■ JOB:
Answer these questions from the Mokpo hotel passage below.
(a) How much did the narrator owe for the fruit juice from the fridge?
(b) How many won did the narrator hand over to receive a room key?
(c) Why was the narrator refused a room at the hotel in Birmingham?

■ GIVEN PASSAGE:

At the Kim Dae-jung Museum

Joe Slater, Going Postal

Mokpo, 2016

When I left the hotel the following morning, the receptionist was away on an errand – she had left the whole establishment unattended. I waited for five minutes, studying the lobby décor. It had that bewildering array of clutter you often find when cheap Asian hotels try to look cosmopolitan, but the budget does not extend to harmonised styling. There were baroquey chandeliers, a relief Greek temple portal in one wall, American colonial scenes on another, a Chinese character scroll, and, in a corner, a fat indoor tree that was too large for its bucket and half-blocked the office door. It looked as though somebody had scavenged a junkyard in a blindfold.

I owed the establishment 1,000 won for a fruit juice from the fridge, but I was getting impatient now, so I left the money under the key on the counter and walked out. When I met the receptionist a moment later in the street, returning from her morning shopping, she just made a forget-it gesture and said goodbye.

“Well, thanks,” I replied, walking away. Only then did I realise that I had not been asked to provide any personal details at this hotel – no passport number, address or phone number. She hadn’t even wanted my name. I had just gone in there, received a key after handing over 40,000 won, and that was it. She must have filled in her room grid as if it were a bingo card. And this place was not strictly a motel, where anonymity is part of the basic deal.

Six months before this, back in Britain, I had arrived very late after a day of cycling at the—let’s say—Majestic Hotel in central Birmingham. Tired and hungry, I had been told that although they had a few rooms, I could not have one because I lacked photo ID. They had refused to take either the signed cash or credit card I waved in their faces, and told me I would find all other major hotels in Birmingham would likewise reject me. I did not ask why I needed to show photo ID — nobody living in twenty-first century Britain needs to ask that any more, do they? — but, as it turned it, one of the big chains did take me in, albeit at price over five times what I paid at this place, and so I just escaped a night in a doorway in the Bullring. I’ve little doubt that what the Majestic told me is essentially true: namely, that public trust has now sunk to a level where British hotels have to treat British citizens like potential terrorists, at least in dumps like Birmingham. Yet here in Korea, which is still technically at war with its only land neighbour, and where infiltration is a constant risk, a foreigner can walk into a hotel and get a room without even giving his name. Which, I wondered as I walked down the road to central Mokpo, is really the more advanced society now?

■ ENTRIES PROVIDED:

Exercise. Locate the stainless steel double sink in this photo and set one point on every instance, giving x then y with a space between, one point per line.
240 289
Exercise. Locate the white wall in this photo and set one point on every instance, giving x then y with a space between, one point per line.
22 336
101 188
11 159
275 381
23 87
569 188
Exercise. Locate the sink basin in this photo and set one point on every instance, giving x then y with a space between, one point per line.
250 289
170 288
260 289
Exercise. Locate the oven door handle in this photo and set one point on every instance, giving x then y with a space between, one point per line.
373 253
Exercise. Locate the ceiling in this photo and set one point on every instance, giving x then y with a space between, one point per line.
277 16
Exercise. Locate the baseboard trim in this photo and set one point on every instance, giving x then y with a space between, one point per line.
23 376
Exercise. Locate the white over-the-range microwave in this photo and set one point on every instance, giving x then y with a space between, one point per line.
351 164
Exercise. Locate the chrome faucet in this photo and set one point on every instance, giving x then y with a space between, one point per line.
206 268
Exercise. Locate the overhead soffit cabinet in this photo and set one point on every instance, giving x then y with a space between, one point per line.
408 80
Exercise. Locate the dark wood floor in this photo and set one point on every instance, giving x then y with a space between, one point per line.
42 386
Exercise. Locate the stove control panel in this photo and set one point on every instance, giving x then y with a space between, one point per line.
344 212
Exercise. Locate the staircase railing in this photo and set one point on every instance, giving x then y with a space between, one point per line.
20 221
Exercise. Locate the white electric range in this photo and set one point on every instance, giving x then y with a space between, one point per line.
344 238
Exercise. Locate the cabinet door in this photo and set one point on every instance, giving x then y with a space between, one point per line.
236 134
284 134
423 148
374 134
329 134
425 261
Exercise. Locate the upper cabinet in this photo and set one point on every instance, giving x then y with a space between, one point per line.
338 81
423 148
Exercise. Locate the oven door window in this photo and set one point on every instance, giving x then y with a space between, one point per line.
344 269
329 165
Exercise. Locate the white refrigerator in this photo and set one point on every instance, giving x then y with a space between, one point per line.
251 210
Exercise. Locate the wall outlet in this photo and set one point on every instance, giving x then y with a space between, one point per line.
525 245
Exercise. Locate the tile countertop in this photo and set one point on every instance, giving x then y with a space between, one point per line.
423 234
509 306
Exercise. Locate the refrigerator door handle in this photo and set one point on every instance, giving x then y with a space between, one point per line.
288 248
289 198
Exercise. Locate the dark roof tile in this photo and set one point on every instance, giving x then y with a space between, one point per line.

■ REPLY:
(a) 1,000 won
(b) 40,000 won
(c) The narrator lacked photo ID.